▸ REQUIRED TASKS:
[A] In the article on Indigenous communities and COVID-19, how did people keep crossing into Indigenous communities in Ontario and B.C. after Canada shut its borders?
[B] In the article on Indigenous communities and COVID-19, rewrite everything from "Mashford-Pringle learned about" down to "from the report?", with each "report" changed to "study".

▸ SOURCE PASSAGE:
------------------------------------------------------------
U of T researchers survey Indigenous communities about COVID-19 experiences

Angela Mashford-Pringle and her second-year master's students interviewed Indigenous communities about COVID-19 last year on behalf of Theresa Tam, Canada’s chief public health officer (photo courtesy of Angela Mashford-Pringle)

When Canada shut its borders to stem the flow of COVID-19 last year, people continued to cross freely into Indigenous communities in Ontario and B.C. by water – mingling with residents who had scarce access to masks or even clean water for hand washing.

It’s a loophole that went undetected by governments because of a lack of consultation, says Angela Mashford-Pringle, associate director of Waakebiness-Bryce Institute for Indigenous Health and an assistant professor at the Dalla Lana School of Public Health.

Mashford-Pringle learned about the threat to Indigenous health in Ontario and B.C. by listening to local Indigenous communities. She and her second-year master’s students interviewed Indigenous communities about COVID-19 last year on behalf of Theresa Tam, Canada’s chief public health officer. They produced a report for Tam that they hope will expose the lack of relationship between all three levels of government in Canada and the grassroots organizations that represent Indigenous Peoples and their local experiences.

Mashford-Pringle recently spoke to writer Heidi Singer about the report: Indigenous Peoples & COVID-19: What We Heard.

What was your biggest takeaway from the report?

Indigenous people weren’t consulted when lockdowns happened. They don’t have a seat at the table. Whether you’re talking about the federal, provincial or the local level, they’re not asked their opinion. In B.C., the federal government closed borders without their knowledge.
------------------------------------------------------------
▸ INFORMATION SUPPLIED:
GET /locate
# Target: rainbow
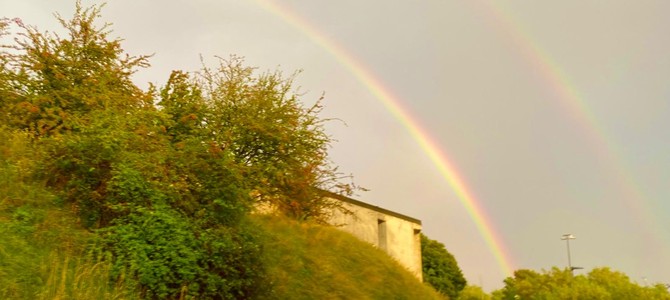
------------------------------------------------------------
▸ WRITTEN RESPONSES:
[A] They crossed by water.

[B]
Mashford-Pringle learned about the threat to Indigenous health in Ontario and B.C. by listening to local Indigenous communities. She and her second-year master’s students interviewed Indigenous communities about COVID-19 last year on behalf of Theresa Tam, Canada’s chief public health officer. They produced a study for Tam that they hope will expose the lack of relationship between all three levels of government in Canada and the grassroots organizations that represent Indigenous Peoples and their local experiences.

Mashford-Pringle recently spoke to writer Heidi Singer about the study: Indigenous Peoples & COVID-19: What We Heard.

What was your biggest takeaway from the study?